- [Text to read]:
Froese, Bader, and the compatibility of science and religion

I just finished Paul Froese and Christopher Bader’s America’s Four Gods, which was a very interesting survey of American religious beliefs analyzed according to four major conceptions of God: the Authoritative God, the Benevolent God, and the Distant God. It’s well worth reading.

Still, I have to gripe about something that appears on page 145.

The authors cite the books of Richard Dawkins, Vic Stenger, Mark Perakh, and myself as examples of “prominent science professors making similar arguments” against the existence of God. (Including me among the prominent is not a good sign.) Then, after adding Christopher Hitchens to the mix, they say

Although the arguments of the New Atheists are certainly engaging, they tend to misrepresent the current relationships among science, progressivism, and belief in God. Today, Democrats and cultural progressives are overwhelmingly likely to believe in God. Many professional scientists are also devout believers. In sum, a large swath of America is religiously devout, politically liberal, and scientifically savvy—three things we are told cannot go together.

Well, this misreads our arguments. First of all, like too many people, the authors confuse a pro-technology attitude in the general population with being supportive of science. These are not at all the same. I know this is a common mistake, but academics writing about science and religion have no business ignoring this distinction.

Second, some of us—Vic Stenger in particular—counts the believers in what Froese and Bader call a “Distant God” as near-atheists in a broad cultural and political context. Froese and Bader’s own data shows that political liberalism, a genuinely pro-science (not just technology) attitude, and weakness of religious commitment tend to go together. I have my doubts about Stenger’s lumping in Distant God believers with nonbelievers—in some contexts their supernaturalism is very significant indeed, and not just a pale echo of a more traditional God. But in the broad-brush political picture Froese and Bader are concerned about, I think that Stenger has it about right.

- [Your objective]: Write out the passage from the post on science and religion word for word, from "Although the arguments" up to and including "cannot go together.".

- [Information supplied]:
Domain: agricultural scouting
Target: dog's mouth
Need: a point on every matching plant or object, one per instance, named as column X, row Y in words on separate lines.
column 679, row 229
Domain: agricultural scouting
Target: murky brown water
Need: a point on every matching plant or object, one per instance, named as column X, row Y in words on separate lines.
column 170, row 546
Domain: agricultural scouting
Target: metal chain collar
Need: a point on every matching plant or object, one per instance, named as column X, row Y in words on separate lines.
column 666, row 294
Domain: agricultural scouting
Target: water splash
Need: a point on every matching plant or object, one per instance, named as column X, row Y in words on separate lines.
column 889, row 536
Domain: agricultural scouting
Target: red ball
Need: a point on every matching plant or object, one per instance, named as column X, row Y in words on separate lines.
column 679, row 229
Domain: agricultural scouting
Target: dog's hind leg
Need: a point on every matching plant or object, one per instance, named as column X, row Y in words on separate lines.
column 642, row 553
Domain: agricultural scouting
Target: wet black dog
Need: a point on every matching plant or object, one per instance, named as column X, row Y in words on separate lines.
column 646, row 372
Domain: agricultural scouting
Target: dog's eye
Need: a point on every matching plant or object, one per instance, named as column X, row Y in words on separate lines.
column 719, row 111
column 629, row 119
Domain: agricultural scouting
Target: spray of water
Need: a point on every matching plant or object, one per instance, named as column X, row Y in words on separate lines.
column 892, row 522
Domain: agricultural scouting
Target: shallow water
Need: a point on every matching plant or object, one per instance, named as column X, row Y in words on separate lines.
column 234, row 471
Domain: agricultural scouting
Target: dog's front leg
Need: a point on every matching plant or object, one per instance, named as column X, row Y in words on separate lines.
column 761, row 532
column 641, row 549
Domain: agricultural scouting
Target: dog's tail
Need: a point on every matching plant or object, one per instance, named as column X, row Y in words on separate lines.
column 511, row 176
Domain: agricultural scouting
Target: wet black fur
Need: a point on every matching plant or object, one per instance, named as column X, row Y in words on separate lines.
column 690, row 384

- [Task result]:
Although the arguments of the New Atheists are certainly engaging, they tend to misrepresent the current relationships among science, progressivism, and belief in God. Today, Democrats and cultural progressives are overwhelmingly likely to believe in God. Many professional scientists are also devout believers. In sum, a large swath of America is religiously devout, politically liberal, and scientifically savvy—three things we are told cannot go together.